__Requirement A__.
In the Kotlin koans post, what exception does calling the TODO function throw?

** START OF Document excerpt **

Saturday 22 October 2022

Kotlin: more koans, more random investigation

G'day:

I started doing the Kotlin koans a while back, and discuss my meagre progress in these articles:

I used the koans as a jumping off point to look at stuff. My mindset was "OK, I need to do [whatever] to make the koans exercise pass, but what is that all about?" And today I shall continue.


TODO

In Kotlin a todo is not just a marker of guilt and a pretence one will come back and finish things later, but an actual function:

@DisplayName("Tests of the TODO function")
class TodoTest {
    @Test
    fun `It should throw a NotImplementedError`() {
        shouldThrow<NotImplementedError> {
            TODO()
        }
    }

    @Test
    fun `It should throw a NotImplementedError with a message`() {
        shouldThrow<NotImplementedError> {
            TODO("This is a message")
        }.message shouldBe "An operation is not implemented: This is a message"
    }

}

I guess this is a better approach than to leave a comment to that effect in the code. Harder to just ignore.


enum classes

Enums are summarised well on Wikipedia ("Enumerated type"):

In computer programming, an enumerated type […] is a data type consisting of a set of named values […]. The enumerator names are usually identifiers that behave as constants in the language.

For these tests I'm using some enums I've abstracted out into a separate reference class as I use these Maori terms all the time, so I'm finally getting around to putting them in one place.

enum class MaoriNumbersEnum {
    TAHI, RUA, TORU, WHA, RIMA, ONO, WHITU, WARU, IWA, TEKAU
}

enum class MaoriDaysEnum {
    RĀHINA, RĀTŪ, RĀAPA, RĀPARE, RĀMERE, RĀHOROI, RĀTAPU
}

enum class MaoriColoursByRgbEnum(val rgb: Int) {
    WHERO(0xFF0000),
    KARAKA(0xFFA500),
    KŌWHAI(0xFFFF00),
    KĀKĀRIKI(0x00FF00),
    KIKORANGI(0x0000FF),
    TŪĀURI(0x4B0082),
    PAPURA(0x800080)
}

Tests:

@Test
fun `enum elements have a name`() {
    MaoriNumbersEnum.TAHI.name
    MaoriNumbersEnum.TAHI.name shouldBe "TAHI"

** END OF Document excerpt **

__Requirement B__.
Duplicate the lines of the records from the line with "[trace] <item>blue ceramic plate</item>" up to and including the line with "M 211 86 L 213".

** START OF Data records **

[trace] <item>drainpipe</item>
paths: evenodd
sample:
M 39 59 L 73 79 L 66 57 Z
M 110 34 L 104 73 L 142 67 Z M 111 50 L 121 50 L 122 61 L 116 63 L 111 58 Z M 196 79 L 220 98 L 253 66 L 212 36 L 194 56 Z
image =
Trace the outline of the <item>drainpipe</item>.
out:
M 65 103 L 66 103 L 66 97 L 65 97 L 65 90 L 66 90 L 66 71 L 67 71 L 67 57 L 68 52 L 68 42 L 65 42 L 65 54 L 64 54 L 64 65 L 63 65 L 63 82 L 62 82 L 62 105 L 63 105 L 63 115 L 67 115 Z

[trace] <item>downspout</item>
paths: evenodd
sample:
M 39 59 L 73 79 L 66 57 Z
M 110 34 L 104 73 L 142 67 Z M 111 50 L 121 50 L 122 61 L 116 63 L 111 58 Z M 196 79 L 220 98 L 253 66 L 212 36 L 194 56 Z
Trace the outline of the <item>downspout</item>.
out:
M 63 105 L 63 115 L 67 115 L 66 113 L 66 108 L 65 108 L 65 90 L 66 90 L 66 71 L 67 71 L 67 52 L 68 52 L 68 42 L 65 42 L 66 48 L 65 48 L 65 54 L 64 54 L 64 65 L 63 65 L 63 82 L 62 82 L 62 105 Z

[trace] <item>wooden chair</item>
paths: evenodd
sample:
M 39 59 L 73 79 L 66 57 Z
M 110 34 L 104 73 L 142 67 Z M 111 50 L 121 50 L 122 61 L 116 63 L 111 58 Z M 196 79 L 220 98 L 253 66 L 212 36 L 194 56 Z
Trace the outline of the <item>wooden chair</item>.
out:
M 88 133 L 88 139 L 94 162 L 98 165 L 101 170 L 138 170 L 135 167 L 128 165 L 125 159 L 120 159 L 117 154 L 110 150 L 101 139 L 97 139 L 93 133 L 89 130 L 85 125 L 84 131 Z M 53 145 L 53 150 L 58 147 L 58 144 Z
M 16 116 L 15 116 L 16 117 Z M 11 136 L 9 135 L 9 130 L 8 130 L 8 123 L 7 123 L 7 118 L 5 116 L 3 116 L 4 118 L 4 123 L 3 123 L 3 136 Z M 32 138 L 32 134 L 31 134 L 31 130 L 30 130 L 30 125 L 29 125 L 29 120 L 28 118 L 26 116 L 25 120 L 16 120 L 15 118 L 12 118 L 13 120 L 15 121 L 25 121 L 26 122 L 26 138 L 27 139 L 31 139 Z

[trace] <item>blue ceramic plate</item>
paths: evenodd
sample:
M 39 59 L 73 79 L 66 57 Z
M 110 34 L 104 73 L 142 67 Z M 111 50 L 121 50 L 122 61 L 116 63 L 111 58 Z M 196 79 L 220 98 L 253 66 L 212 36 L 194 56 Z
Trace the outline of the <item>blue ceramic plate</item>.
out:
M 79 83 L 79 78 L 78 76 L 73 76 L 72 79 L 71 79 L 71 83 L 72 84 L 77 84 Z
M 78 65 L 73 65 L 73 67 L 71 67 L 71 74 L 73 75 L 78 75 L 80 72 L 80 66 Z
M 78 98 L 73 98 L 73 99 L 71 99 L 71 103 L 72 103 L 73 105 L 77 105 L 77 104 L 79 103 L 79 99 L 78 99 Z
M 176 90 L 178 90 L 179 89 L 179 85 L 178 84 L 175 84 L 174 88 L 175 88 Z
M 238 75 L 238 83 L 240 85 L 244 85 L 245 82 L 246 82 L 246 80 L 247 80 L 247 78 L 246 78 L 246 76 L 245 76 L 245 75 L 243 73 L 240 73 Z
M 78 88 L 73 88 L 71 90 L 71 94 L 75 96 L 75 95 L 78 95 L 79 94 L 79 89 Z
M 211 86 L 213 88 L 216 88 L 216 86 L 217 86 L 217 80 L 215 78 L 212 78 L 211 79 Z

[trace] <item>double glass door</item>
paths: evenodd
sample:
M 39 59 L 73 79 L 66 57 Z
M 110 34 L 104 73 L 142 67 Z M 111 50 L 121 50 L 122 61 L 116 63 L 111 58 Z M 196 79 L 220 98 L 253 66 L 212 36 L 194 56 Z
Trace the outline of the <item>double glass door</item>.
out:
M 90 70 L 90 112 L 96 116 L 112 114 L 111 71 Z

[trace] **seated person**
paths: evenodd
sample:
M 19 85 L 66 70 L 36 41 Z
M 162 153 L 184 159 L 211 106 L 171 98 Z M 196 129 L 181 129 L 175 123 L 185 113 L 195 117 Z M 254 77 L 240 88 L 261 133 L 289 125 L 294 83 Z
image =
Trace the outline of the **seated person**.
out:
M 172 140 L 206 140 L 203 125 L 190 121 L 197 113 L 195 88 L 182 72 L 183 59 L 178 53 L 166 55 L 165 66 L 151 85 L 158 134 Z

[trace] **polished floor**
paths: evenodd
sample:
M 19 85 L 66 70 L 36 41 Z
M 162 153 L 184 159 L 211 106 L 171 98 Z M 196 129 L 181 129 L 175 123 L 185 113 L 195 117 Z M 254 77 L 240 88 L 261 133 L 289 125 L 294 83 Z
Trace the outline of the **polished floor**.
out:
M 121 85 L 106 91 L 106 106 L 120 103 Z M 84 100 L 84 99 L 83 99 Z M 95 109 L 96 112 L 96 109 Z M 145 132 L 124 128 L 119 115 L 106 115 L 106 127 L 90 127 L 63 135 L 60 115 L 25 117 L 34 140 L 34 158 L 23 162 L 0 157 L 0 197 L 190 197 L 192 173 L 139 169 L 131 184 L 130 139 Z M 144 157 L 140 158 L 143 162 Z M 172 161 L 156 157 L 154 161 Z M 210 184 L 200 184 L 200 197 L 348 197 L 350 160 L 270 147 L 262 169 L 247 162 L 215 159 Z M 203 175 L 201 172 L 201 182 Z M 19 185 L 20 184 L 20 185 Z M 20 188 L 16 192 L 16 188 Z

** END OF Data records **

__Task answer A__.
A NotImplementedError.

__Task answer B__.
[trace] <item>blue ceramic plate</item>
paths: evenodd
sample:
M 39 59 L 73 79 L 66 57 Z
M 110 34 L 104 73 L 142 67 Z M 111 50 L 121 50 L 122 61 L 116 63 L 111 58 Z M 196 79 L 220 98 L 253 66 L 212 36 L 194 56 Z
Trace the outline of the <item>blue ceramic plate</item>.
out:
M 79 83 L 79 78 L 78 76 L 73 76 L 72 79 L 71 79 L 71 83 L 72 84 L 77 84 Z
M 78 65 L 73 65 L 73 67 L 71 67 L 71 74 L 73 75 L 78 75 L 80 72 L 80 66 Z
M 78 98 L 73 98 L 73 99 L 71 99 L 71 103 L 72 103 L 73 105 L 77 105 L 77 104 L 79 103 L 79 99 L 78 99 Z
M 176 90 L 178 90 L 179 89 L 179 85 L 178 84 L 175 84 L 174 88 L 175 88 Z
M 238 75 L 238 83 L 240 85 L 244 85 L 245 82 L 246 82 L 246 80 L 247 80 L 247 78 L 246 78 L 246 76 L 245 76 L 245 75 L 243 73 L 240 73 Z
M 78 88 L 73 88 L 71 90 L 71 94 L 75 96 L 75 95 L 78 95 L 79 94 L 79 89 Z
M 211 86 L 213 88 L 216 88 L 216 86 L 217 86 L 217 80 L 215 78 L 212 78 L 211 79 Z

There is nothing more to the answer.